**Task goal**
Transcribe the part of the forum thread on iterparse from "if so, will" up to and including "an 'end' event.".

Hi, please avoid top-posting. Alon Horev, 13.06.2012 23:10:
On Wed, Jun 13, 2012 at 11:20 PM, Stefan Behnel wrote:
Alon Horev, 13.06.2012 20:49:
for event, element in etree.iterparse(StringIO(xml)): ... # ... do something with the element ... element.clear() # clean up children ... while element.getprevious() is not None: ... del element.getparent()[0] # clean up preceding siblings
Ah, yes, right. Thanks for catching that. Calling .clean() not only cleans up the children but also deletes the text content and the *tail* text. That is the actual problem with this code, because it touches tree state after the current (or latest) element.
how come the child's tail affects the parent? does the tail attribute reach up to the parent?
During incremental parsing, the parser needs to hold on to the last node that it parsed in order to be able to continue from it. That node may be a text node in the internal tree, and it can happen that it's the tail text of the last element that it parsed. Clearing that element will then delete that tail text and leave the parser in an illegal state. I've been considering for a while now to set a flag on the document while it is being iterparsed. The tree modification methods could then take that into account. I think it makes sense to eventually do that. It would make iterparse() much safer and shouldn't imply much of a performance impact. It's not entirely thought through yet, though...
if so, will this be better?:
for event, element in iterparse(f, tag="bla"): yield element for child in element: child.clear() # this might reach to it's parent, which is bla, which is ok because it's an 'end' event.
You can safely do this:
for event, element in etree.iterparse(f, tag="bla"): ... yield element ... del element[:] # discard children ... while element.getprevious() is not None: ... del element.getparent()[0] # clean up preceding siblings
as you see, I'm looking at ways to process a file that doesn't fit into memory.
That's the obvious use case. Stefan

**Data extract**

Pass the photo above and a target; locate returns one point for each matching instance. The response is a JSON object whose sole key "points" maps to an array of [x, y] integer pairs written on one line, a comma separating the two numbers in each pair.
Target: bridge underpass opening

**Answer for the task**
if so, will this be better?:
for event, element in iterparse(f, tag="bla"): yield element for child in element: child.clear() # this might reach to it's parent, which is bla, which is ok because it's an 'end' event.